_Goal_
Update the records below, replacing every "flow-rate study" with "footfall survey" and leaving all other text as it is.

_Exercise data_
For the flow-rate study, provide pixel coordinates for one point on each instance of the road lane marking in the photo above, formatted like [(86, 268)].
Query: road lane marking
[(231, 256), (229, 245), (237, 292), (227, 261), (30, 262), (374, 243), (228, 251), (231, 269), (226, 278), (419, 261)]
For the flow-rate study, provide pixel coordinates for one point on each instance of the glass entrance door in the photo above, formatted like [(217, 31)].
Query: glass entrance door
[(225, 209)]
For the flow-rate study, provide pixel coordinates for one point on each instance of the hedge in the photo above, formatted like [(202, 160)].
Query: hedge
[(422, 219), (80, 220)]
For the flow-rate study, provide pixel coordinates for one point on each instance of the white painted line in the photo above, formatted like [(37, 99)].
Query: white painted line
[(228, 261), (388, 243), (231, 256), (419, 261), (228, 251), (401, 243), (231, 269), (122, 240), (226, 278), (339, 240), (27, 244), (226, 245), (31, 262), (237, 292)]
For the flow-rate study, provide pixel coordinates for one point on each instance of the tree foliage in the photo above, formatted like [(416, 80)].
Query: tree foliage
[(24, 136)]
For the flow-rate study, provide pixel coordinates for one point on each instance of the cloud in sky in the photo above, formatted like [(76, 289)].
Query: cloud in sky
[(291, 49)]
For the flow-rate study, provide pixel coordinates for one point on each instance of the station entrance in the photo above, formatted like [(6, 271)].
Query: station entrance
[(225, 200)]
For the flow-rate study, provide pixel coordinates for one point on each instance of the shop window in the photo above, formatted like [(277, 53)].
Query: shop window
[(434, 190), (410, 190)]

_Written solution_
For the footfall survey, provide pixel coordinates for one point on each instance of the road lane marking in the photo above, formatted like [(86, 268)].
Query: road lane marking
[(231, 256), (229, 245), (237, 292), (227, 261), (30, 262), (374, 243), (228, 251), (231, 269), (226, 278), (419, 261)]
For the footfall survey, provide pixel coordinates for one point on each instance of the glass entrance door in the photo above, formatted like [(217, 31)].
Query: glass entrance door
[(225, 209)]
For the footfall survey, provide pixel coordinates for one point on each instance of the hedge in the photo above, formatted like [(202, 160)].
Query: hedge
[(422, 219), (80, 220)]
For the footfall survey, provide pixel coordinates for one point on each instance of the white painted line in the photo above, formatted like [(37, 99)].
Query: white painted line
[(228, 261), (388, 243), (231, 256), (419, 261), (228, 251), (401, 243), (231, 269), (122, 240), (226, 278), (339, 240), (27, 244), (226, 245), (31, 262), (237, 292)]
For the footfall survey, provide pixel coordinates for one point on each instance of the tree foliage in the photo above, formatted like [(416, 80)].
Query: tree foliage
[(24, 136)]
For the footfall survey, provide pixel coordinates for one point on each instance of the cloud in sky in the photo above, formatted like [(76, 289)].
Query: cloud in sky
[(291, 49)]
For the footfall survey, provide pixel coordinates for one point on each instance of the station entrance in the photo above, formatted like [(6, 271)].
Query: station entrance
[(225, 200)]
For the footfall survey, provide pixel coordinates for one point on each instance of the shop window in the photo above, formatted like [(277, 53)].
Query: shop window
[(434, 190), (410, 190)]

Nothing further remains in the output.